What fact? Red Deathy, if you’re going to use convoluted, old-fashioned language, at least have something to say behind it. Otherwise people will think you’re a pompous, pretentious moron.

Red Deathy    
  9 July 2008, 9:40 am

Lucretiius,

“Objecting to the existence of Israel is not necessarilly anti-semitic.”

That fact.

Roger    
  9 July 2008, 9:50 am

“I think you’ll find it’s up to Jewish individuals to determine when and why they’ve been offended, not the person doing the offending.”
Doesn’t anyone have the right to determine when and why they’ve been offended? Is it possible for people not to determine when and why they’ve been offended? The important question is whether the offence is justified, not whether they’ve been offended. B.N.P. members are offended by being called fascists; that doesn’t necessarily mean they aren’t fascists.

M o r g o t h    
  9 July 2008, 10:19 am

I demand Morgoth comes clean about his links with communism, the bastard.

Roll D20. DC is 18.

Oh, and I’m not an atheist.

Greg    
  9 July 2008, 10:24 am

Doesn’t anyone have the right to determine when and why they’ve been offended?

- - - -

* The tasks
A) Copy out the comment thread above word for word, everything from "What fact? Red" down to "pompous, pretentious moron.".
B) Write the next part of the comment thread on anti-Semitism and taking offense, picking up after its last line.

* Data extract

- - - -

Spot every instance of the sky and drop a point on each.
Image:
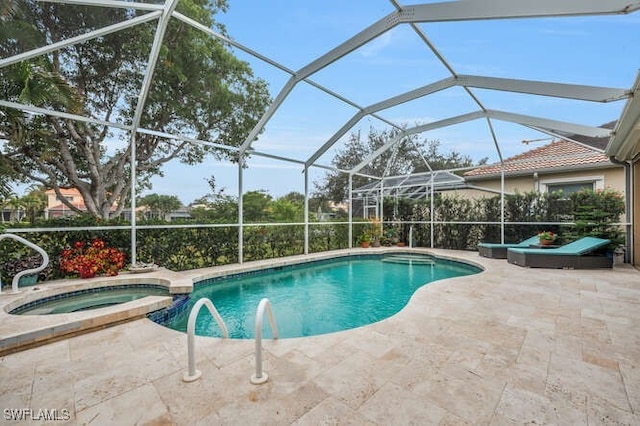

- - - -

* Answer set
A)
What fact? Red Deathy, if you’re going to use convoluted, old-fashioned language, at least have something to say behind it. Otherwise people will think you’re a pompous, pretentious moron.

B)
Of course.

….that doesn’t necessarily mean they aren’t fascists.

Agreed, but it doesn’t mean you or I have a right to tell them when to feel offended or not. And in your example, it may not be the term ‘fascist’ that is offending them, it may be the fact that you are trying to denigrate and pigeon-hole their belief-set/politics. If they claim to be offended, ask them why and see if you can understand their rationale.

In my case, denying the right of Israel to exist is anti-Semitic because Israel represents the desire for Jews to govern themselves without relying on the graces of another people/government. To say Israel has no right to exist is to say that Jews should remain wanderers; they shouldn’t have an army or be able to defend themselves; they have no right to self-governance nor to live by their own rules, unlike almost every other creed or people in the world. Ergo it is anti-Semitic.

Objecting to the existence of Israel is not necessarilly anti-semitic

See above. The fact that you’re unwilling to give an example to justify your point is telling.

Oniad    
  9 July 2008, 10:28 am

@Red Deathy

“There may be different grounds, such as the ones I hold to, which certainly admit of that fact.”

-could you elaborate a little on your views, I’m curious to read them.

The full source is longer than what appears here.